*What is expected*
Please count the lines in the records below that contain the string "wheel". Reply with the number alone.

-- start of Records provided --

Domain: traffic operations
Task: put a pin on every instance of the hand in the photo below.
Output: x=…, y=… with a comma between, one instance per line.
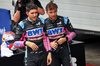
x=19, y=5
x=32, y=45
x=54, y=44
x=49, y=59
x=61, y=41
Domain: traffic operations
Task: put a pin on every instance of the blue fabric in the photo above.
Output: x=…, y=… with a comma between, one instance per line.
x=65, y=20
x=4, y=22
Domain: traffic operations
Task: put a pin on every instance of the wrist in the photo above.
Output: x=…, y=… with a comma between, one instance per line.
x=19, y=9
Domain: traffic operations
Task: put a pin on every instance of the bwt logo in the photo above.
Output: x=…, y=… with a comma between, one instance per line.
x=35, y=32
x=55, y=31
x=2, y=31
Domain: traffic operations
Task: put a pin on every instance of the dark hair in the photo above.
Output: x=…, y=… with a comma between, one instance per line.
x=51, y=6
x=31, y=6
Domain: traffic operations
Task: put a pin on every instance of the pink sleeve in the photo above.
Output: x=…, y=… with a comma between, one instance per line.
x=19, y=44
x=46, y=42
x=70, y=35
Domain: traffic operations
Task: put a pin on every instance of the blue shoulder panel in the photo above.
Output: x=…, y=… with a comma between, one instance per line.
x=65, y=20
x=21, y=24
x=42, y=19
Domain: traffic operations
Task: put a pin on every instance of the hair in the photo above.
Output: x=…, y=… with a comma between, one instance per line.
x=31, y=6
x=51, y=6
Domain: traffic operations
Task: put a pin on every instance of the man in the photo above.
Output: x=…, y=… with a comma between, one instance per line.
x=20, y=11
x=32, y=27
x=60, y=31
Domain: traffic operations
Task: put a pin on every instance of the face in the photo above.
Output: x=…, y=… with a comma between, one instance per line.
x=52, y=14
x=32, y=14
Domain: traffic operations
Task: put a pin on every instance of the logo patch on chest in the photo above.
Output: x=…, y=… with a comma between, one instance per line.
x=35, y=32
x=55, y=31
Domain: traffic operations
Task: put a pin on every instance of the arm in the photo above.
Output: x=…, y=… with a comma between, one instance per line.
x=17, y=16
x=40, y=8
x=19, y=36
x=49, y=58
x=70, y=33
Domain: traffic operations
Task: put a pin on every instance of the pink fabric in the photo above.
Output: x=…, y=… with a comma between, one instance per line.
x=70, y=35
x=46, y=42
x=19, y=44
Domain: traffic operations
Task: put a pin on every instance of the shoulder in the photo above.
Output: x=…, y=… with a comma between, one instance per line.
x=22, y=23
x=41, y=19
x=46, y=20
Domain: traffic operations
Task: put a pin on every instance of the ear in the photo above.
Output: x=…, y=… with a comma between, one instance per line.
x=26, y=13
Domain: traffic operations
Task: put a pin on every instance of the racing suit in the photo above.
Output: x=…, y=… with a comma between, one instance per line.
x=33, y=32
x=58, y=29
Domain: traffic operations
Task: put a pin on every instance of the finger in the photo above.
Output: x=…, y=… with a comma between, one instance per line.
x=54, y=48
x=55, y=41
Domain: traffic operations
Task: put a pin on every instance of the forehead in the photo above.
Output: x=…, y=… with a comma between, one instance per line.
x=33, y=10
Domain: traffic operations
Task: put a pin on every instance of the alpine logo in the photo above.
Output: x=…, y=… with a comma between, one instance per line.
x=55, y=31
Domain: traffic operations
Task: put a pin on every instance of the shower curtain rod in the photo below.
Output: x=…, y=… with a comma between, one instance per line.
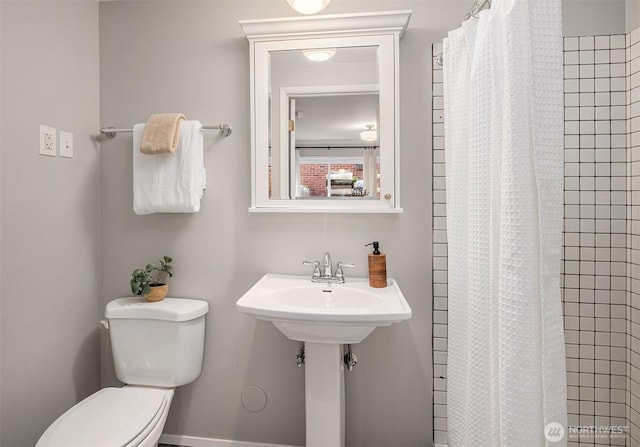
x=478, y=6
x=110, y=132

-- end of Records provided --
-- start of Records provided --

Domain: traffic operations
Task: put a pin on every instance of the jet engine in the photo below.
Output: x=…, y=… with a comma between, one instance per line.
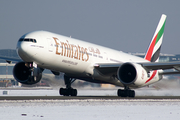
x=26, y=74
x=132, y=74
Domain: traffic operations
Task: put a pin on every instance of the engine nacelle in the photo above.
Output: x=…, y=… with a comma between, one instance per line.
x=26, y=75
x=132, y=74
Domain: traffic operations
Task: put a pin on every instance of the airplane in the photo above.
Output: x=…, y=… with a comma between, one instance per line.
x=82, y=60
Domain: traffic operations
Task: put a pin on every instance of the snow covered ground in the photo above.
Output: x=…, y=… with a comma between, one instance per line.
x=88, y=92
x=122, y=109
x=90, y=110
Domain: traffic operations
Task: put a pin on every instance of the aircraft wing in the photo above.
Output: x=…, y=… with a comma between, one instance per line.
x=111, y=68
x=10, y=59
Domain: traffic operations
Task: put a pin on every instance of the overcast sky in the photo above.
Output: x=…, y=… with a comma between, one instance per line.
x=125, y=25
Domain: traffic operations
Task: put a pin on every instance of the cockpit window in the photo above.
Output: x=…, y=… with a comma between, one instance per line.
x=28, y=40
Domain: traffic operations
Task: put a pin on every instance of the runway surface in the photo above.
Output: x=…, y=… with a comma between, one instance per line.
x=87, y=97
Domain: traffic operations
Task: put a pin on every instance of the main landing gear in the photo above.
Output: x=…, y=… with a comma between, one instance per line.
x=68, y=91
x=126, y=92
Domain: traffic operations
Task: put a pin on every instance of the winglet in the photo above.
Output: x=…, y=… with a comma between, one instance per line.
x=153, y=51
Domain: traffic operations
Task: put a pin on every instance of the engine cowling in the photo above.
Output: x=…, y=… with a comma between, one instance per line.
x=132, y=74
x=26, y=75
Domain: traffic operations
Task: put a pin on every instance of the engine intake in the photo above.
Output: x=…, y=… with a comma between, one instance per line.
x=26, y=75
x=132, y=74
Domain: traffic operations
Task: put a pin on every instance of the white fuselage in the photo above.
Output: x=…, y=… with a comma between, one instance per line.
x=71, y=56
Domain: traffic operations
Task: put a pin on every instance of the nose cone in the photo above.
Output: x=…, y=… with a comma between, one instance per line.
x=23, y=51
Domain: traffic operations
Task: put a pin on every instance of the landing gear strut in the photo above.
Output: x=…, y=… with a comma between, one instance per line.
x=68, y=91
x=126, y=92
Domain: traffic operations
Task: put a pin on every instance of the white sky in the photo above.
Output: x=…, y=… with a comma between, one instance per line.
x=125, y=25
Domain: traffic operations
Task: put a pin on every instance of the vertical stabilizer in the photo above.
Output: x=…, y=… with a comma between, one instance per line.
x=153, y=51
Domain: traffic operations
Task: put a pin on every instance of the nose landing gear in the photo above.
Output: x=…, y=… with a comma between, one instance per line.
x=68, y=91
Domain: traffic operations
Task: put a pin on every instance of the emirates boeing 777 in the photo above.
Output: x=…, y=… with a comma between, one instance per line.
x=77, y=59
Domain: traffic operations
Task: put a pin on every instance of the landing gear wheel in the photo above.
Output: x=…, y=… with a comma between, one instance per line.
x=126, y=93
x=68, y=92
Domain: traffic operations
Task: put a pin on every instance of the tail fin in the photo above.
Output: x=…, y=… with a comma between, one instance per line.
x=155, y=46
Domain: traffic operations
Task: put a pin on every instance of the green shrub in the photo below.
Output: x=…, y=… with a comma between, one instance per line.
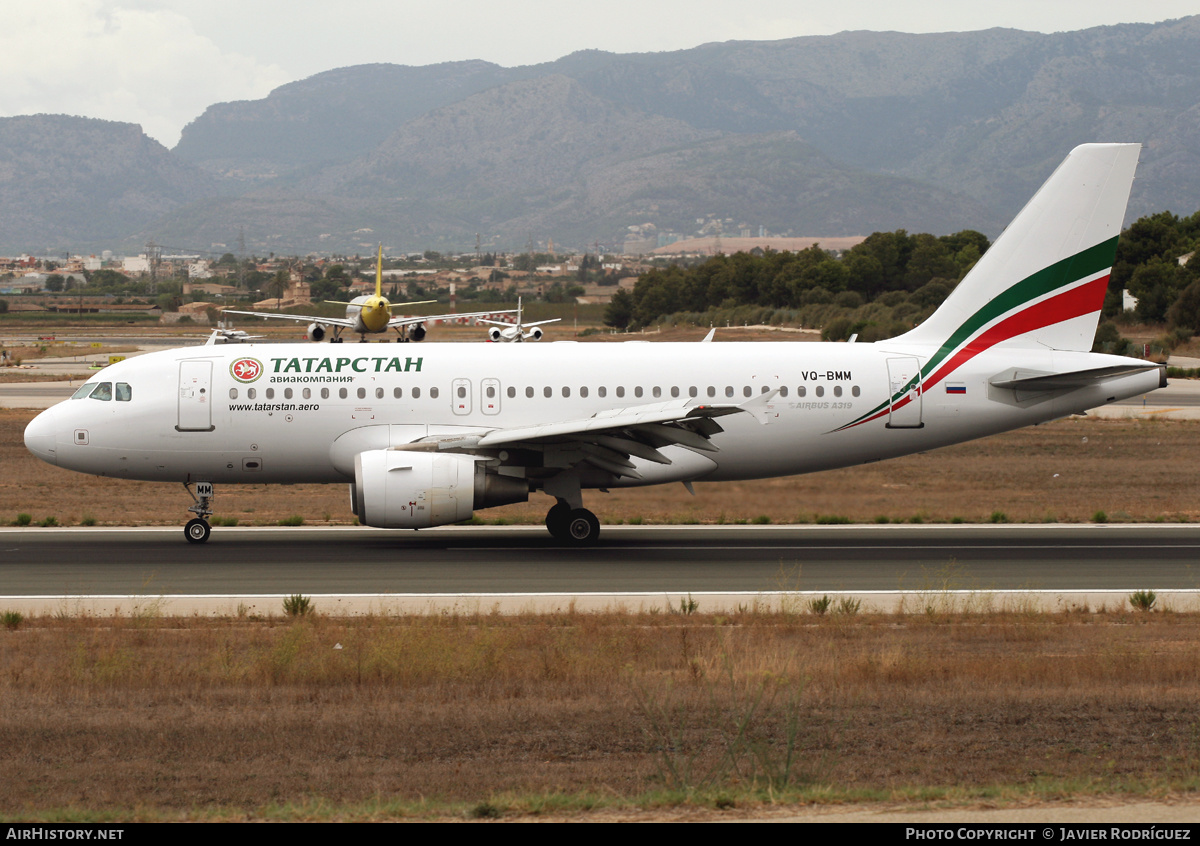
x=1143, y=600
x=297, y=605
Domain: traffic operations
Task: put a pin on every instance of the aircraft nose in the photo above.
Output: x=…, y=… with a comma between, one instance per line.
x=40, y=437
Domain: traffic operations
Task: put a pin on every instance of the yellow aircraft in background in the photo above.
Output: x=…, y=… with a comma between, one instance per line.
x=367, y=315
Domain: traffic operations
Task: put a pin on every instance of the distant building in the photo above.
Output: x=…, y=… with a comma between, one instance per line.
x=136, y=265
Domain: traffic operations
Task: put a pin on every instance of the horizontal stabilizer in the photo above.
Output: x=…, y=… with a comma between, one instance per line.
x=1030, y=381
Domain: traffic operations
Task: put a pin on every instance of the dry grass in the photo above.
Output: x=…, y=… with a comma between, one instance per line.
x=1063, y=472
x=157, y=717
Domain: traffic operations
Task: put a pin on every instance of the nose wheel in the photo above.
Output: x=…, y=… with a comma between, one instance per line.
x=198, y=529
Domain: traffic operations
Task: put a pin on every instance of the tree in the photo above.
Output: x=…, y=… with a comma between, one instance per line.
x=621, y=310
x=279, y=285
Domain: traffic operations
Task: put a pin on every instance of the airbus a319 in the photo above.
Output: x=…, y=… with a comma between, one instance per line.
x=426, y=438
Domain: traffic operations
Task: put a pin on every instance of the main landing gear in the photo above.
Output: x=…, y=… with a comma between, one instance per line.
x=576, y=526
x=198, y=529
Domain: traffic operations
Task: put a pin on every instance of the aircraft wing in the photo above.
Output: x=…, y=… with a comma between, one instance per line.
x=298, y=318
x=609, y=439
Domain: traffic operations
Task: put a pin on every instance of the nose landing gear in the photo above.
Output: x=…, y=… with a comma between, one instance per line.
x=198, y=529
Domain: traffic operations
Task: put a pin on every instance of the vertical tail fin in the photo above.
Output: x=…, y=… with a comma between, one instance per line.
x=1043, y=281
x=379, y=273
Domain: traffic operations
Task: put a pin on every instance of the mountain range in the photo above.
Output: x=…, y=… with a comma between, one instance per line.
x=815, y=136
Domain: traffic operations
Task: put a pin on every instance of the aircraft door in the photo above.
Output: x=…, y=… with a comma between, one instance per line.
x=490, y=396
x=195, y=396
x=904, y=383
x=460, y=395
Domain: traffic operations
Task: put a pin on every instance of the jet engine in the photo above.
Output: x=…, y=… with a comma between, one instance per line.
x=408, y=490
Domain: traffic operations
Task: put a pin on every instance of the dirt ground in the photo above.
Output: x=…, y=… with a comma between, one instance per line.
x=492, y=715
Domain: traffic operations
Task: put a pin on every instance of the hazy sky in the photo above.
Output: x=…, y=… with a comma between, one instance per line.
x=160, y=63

-- end of Records provided --
-- start of Records provided --

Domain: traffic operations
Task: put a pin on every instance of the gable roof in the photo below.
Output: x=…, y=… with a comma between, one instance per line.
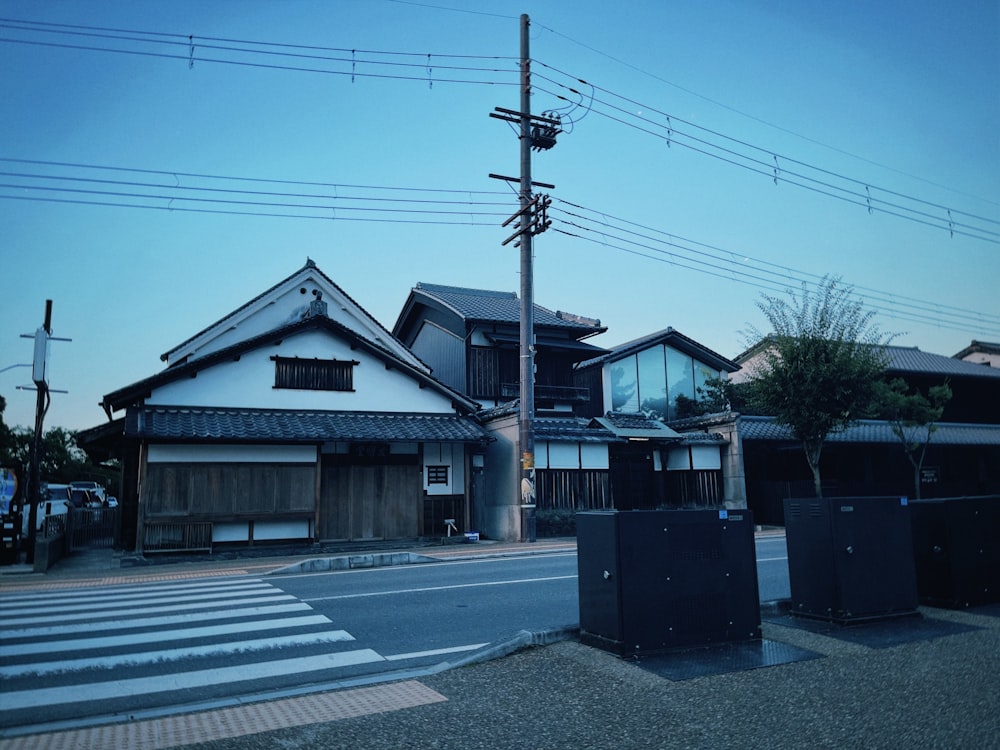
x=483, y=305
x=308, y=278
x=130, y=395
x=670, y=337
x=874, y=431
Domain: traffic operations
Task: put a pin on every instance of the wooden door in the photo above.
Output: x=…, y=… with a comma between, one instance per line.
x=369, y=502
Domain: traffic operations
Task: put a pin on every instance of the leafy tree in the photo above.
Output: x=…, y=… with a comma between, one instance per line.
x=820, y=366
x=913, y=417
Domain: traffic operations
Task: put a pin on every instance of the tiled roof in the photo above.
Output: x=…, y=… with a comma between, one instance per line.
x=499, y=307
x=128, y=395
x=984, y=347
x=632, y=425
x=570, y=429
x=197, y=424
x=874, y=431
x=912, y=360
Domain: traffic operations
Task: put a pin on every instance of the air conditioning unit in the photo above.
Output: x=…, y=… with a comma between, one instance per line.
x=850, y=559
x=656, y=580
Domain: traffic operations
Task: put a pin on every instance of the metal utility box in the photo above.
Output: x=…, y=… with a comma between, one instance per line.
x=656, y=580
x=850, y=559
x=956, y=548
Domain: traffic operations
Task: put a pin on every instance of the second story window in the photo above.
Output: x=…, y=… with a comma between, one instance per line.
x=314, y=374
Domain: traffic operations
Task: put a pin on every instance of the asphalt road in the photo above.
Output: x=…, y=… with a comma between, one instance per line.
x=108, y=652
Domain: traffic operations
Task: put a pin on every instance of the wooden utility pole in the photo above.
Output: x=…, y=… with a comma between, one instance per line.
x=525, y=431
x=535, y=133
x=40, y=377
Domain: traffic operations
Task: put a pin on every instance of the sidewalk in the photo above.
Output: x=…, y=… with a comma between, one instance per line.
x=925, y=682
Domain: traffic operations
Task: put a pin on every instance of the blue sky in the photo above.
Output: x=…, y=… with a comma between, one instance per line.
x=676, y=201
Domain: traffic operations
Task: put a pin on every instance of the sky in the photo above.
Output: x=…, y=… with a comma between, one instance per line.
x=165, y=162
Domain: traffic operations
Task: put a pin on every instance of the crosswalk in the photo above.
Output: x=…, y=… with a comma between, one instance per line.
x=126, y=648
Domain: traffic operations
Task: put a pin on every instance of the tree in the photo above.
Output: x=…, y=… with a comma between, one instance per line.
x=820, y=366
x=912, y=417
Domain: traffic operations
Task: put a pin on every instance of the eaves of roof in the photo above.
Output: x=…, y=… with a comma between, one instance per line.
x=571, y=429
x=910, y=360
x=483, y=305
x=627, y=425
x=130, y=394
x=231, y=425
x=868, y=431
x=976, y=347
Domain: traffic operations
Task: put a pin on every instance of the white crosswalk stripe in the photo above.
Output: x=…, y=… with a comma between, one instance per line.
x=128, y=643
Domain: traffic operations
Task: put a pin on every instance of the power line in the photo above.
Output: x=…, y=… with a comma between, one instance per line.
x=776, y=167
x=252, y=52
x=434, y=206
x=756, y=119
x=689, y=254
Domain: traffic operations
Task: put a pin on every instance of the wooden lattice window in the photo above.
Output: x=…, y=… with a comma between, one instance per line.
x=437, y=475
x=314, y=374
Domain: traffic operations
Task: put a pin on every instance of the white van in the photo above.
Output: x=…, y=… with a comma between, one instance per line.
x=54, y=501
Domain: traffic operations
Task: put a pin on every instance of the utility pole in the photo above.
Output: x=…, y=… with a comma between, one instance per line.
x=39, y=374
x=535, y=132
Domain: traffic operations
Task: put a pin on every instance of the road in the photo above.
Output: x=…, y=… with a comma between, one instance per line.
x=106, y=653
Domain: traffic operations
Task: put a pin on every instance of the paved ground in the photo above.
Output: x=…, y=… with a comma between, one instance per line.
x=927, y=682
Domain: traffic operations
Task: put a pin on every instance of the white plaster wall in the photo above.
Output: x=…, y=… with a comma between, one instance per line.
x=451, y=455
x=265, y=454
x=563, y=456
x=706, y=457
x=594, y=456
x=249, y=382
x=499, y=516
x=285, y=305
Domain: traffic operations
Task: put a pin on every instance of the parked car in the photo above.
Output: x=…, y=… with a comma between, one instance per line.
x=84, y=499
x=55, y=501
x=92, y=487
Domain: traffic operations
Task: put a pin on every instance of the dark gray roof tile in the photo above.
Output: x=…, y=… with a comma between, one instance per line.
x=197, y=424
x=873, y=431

-- end of Records provided --

*Exercise result*
2